Now it’s just a Wednesday.

I don’t know if that’s peace or just distance. I don’t know if I’ve made my peace with the uncertainty or if I’ve just stopped expecting it to resolve. Those aren’t the same thing, even if they look similar from the outside.

What I know is this. He is who he is, named or unnamed. The cause doesn’t change the kid. It doesn’t change what we do tomorrow, or next week, or when the next appointment comes.

In two years, we’ll do it again. We’ll see what the science has found by then.

Until then, we’ll keep doing what we’re doing. Living our lives. Hoping the science advances. Hoping for new medications, new treatment options. Hoping his DBS continues to provide more benefit. Doing what we’ve been doing since the last time we sat down for this test.

Living, and waiting.

In that order.

The Tallest One

The tape measure at CVS didn’t start at zero.

I noticed it when the person measuring him announced a number that was clearly too high. He looked at me with the kind of satisfaction that doesn’t invite scrutiny, so I let it sit for a minute. But the tape was mounted too high on the wall, and the math was off, and eventually I had to say something.

- [WORK ORDER 1] According to the excerpt, in how many years will they do it again?
- [WORK ORDER 2] From the excerpt, copy the passage that opens with the words containing "Now it’s just" and closes with "found by then.".
Rely only on the excerpt above when working on this.

- [DATASET EXCERPTS]
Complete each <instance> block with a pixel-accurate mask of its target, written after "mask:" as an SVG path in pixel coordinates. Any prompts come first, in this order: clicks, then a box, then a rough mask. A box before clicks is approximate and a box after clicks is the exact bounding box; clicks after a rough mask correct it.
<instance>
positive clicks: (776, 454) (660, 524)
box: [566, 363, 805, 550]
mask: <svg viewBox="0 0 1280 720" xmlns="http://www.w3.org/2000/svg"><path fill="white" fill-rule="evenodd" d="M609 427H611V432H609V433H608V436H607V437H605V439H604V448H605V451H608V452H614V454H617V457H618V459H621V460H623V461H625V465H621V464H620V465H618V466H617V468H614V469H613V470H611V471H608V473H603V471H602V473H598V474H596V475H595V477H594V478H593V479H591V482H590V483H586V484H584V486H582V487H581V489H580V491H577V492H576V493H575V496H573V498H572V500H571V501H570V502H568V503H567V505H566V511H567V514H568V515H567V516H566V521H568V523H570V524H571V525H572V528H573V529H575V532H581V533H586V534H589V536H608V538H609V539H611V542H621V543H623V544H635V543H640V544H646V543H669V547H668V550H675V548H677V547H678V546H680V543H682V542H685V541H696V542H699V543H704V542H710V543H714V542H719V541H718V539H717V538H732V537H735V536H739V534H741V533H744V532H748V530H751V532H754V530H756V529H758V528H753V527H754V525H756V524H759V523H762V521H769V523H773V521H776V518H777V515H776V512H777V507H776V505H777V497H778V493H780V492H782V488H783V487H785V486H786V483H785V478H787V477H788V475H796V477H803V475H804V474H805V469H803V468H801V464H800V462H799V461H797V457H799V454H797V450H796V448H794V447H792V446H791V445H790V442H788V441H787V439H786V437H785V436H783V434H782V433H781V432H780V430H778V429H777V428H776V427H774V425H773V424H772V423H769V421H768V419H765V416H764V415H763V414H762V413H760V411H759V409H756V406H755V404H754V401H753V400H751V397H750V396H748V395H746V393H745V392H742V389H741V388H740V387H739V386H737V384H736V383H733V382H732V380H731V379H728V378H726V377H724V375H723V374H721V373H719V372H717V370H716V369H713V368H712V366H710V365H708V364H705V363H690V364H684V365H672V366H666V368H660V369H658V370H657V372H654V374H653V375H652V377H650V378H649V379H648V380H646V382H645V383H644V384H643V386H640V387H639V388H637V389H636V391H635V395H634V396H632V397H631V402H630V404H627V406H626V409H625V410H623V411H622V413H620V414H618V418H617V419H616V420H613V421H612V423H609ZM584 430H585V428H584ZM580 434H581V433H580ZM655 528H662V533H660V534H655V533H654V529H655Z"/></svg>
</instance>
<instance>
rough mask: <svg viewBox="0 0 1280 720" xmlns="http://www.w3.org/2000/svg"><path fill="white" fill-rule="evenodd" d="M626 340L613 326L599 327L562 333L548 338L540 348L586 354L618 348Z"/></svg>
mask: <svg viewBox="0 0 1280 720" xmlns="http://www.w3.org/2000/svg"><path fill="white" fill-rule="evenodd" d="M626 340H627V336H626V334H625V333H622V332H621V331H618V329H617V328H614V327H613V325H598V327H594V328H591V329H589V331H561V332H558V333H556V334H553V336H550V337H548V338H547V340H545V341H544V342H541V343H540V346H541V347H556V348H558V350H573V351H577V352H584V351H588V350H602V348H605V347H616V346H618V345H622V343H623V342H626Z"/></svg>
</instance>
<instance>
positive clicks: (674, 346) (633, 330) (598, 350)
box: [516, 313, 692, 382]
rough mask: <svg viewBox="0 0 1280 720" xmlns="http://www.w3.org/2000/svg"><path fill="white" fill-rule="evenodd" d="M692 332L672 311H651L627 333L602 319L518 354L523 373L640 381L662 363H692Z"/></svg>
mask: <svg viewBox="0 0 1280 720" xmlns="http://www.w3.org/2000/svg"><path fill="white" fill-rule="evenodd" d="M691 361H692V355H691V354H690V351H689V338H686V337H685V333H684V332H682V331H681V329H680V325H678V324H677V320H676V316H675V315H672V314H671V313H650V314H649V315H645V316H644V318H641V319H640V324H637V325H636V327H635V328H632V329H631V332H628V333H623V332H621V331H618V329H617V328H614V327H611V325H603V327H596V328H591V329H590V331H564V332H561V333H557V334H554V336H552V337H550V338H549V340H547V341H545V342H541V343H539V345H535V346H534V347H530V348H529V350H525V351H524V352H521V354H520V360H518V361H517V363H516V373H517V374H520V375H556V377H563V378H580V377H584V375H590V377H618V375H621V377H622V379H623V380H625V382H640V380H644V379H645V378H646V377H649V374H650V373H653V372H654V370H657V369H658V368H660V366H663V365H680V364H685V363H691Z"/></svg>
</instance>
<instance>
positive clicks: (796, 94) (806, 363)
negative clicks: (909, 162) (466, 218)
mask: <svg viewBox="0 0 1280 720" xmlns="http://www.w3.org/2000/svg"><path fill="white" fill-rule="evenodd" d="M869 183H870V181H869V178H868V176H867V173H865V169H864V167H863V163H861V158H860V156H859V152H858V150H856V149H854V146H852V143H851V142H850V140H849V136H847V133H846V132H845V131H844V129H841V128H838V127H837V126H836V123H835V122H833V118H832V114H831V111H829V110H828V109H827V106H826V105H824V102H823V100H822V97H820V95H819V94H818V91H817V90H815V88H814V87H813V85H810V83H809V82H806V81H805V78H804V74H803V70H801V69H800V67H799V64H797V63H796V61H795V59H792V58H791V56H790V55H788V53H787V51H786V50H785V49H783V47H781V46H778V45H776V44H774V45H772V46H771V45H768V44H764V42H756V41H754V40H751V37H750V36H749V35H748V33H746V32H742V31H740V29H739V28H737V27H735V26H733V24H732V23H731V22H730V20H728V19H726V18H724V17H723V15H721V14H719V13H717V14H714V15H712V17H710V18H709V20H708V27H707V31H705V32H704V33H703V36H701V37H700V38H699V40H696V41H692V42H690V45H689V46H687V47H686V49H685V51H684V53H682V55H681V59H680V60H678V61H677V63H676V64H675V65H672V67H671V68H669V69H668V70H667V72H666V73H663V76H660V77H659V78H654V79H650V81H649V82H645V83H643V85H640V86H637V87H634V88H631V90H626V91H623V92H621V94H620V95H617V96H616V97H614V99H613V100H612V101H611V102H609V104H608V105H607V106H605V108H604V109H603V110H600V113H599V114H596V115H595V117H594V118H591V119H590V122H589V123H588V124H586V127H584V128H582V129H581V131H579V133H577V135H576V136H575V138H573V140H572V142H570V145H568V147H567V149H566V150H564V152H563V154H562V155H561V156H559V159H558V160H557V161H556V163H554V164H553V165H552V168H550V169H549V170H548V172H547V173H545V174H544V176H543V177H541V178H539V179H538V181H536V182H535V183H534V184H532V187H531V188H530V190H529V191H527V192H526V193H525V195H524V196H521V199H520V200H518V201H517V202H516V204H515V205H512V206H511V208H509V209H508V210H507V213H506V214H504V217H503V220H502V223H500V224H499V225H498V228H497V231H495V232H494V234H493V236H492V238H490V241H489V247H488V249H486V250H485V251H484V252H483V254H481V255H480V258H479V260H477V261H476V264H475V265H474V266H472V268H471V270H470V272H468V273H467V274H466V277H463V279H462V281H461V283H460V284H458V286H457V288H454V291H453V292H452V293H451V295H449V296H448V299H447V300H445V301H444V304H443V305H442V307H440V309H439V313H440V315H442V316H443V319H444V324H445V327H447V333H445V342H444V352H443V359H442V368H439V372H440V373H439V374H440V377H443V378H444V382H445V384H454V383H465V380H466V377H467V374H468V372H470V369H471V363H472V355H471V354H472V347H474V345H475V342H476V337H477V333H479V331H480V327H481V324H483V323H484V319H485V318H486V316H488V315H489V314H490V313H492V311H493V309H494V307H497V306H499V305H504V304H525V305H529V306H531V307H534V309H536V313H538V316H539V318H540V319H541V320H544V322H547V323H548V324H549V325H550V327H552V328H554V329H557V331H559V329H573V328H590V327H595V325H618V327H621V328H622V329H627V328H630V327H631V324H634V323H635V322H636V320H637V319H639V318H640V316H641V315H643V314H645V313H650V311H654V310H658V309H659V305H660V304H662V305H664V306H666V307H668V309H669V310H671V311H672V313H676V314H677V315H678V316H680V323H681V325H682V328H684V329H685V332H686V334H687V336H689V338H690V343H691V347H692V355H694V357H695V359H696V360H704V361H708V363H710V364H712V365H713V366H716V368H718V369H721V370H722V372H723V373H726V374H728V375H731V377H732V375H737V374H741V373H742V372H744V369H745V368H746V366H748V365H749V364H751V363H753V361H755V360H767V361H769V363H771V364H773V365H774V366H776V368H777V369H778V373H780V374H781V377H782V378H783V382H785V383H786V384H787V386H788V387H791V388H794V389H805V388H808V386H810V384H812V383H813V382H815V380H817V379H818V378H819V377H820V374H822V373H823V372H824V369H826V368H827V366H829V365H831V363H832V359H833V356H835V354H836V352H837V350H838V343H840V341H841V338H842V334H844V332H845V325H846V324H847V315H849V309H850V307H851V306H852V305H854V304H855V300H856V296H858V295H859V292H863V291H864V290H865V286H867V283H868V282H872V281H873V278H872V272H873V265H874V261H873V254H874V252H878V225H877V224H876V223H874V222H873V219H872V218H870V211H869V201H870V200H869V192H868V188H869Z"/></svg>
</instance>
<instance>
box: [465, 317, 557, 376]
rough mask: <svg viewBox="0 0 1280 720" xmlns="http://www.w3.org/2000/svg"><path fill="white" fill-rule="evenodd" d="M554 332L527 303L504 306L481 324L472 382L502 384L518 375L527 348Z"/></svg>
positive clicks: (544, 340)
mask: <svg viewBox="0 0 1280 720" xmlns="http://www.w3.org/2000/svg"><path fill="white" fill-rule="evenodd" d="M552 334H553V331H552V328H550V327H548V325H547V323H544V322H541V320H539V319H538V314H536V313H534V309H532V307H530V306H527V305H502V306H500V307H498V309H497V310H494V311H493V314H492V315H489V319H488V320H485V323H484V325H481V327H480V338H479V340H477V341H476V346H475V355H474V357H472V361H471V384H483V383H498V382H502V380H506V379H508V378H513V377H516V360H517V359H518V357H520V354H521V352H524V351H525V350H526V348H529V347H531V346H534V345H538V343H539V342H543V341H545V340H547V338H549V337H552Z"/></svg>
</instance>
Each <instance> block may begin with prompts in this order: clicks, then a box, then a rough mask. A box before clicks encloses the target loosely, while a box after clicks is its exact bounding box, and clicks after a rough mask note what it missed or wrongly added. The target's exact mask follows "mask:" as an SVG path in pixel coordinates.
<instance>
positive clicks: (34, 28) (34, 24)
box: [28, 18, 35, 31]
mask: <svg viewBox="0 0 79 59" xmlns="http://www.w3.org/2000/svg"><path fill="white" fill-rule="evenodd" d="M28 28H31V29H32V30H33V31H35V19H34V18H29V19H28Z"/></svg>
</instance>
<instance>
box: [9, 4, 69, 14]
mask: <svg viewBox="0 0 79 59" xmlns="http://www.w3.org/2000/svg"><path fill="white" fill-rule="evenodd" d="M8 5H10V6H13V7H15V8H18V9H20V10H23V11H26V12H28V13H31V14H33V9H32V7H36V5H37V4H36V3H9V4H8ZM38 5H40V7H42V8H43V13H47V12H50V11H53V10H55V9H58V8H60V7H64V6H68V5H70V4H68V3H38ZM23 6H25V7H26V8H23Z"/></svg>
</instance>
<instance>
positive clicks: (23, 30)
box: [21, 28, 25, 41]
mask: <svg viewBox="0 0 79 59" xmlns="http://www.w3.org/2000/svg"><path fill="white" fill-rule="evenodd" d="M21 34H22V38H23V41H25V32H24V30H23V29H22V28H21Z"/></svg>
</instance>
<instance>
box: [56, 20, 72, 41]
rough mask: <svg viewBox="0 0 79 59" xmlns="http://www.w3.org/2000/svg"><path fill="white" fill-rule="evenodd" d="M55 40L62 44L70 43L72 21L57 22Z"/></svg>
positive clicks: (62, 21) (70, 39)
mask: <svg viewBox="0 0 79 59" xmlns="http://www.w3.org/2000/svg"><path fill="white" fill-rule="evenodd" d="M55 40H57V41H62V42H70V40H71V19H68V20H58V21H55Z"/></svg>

- [RESULT 1] In two years.

- [RESULT 2]
Now it’s just a Wednesday.

I don’t know if that’s peace or just distance. I don’t know if I’ve made my peace with the uncertainty or if I’ve just stopped expecting it to resolve. Those aren’t the same thing, even if they look similar from the outside.

What I know is this. He is who he is, named or unnamed. The cause doesn’t change the kid. It doesn’t change what we do tomorrow, or next week, or when the next appointment comes.

In two years, we’ll do it again. We’ll see what the science has found by then.